** Exercise prompt **
Rewrite every line of the material as a JSON list of strings, one string per line, leaving out blank lines.

[Start Data records]

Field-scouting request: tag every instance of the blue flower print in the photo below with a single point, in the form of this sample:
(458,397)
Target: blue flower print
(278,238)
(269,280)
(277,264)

[End Data records]

** Written answer **
[
  "Field-scouting request: tag every instance of the blue flower print in the photo below with a single point, in the form of this sample:",
  "(458,397)",
  "Target: blue flower print",
  "(278,238)",
  "(269,280)",
  "(277,264)"
]